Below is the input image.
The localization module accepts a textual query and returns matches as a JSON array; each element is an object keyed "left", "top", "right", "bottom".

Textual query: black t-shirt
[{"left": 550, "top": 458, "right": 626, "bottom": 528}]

===============

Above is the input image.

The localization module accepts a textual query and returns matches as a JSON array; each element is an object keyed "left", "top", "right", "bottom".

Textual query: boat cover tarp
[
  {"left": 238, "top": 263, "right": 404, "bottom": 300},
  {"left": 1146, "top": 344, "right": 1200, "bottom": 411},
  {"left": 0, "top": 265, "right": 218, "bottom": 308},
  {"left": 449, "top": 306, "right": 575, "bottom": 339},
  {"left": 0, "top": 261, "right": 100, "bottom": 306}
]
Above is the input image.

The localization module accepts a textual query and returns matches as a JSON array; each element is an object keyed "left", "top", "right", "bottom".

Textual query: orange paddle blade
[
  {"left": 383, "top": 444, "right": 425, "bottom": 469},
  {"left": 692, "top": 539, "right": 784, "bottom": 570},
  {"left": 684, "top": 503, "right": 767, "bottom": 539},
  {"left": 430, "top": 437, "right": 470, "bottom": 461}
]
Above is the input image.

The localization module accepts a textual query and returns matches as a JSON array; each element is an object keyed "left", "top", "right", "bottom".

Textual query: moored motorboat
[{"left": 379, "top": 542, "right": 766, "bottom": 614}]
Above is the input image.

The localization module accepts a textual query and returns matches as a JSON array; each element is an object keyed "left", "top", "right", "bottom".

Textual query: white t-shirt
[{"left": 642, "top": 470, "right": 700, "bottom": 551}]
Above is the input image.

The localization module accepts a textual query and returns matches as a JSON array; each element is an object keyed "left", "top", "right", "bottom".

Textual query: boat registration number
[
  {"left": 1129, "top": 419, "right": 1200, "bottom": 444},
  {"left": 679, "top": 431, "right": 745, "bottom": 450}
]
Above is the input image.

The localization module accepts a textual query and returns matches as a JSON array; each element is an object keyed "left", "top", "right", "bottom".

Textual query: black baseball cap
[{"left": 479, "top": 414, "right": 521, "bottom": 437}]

===============

Written request: From the records above, pick out each line that contains the word "black". Case counts.

Answer to the task:
Textual query: black t-shirt
Textual query: black baseball cap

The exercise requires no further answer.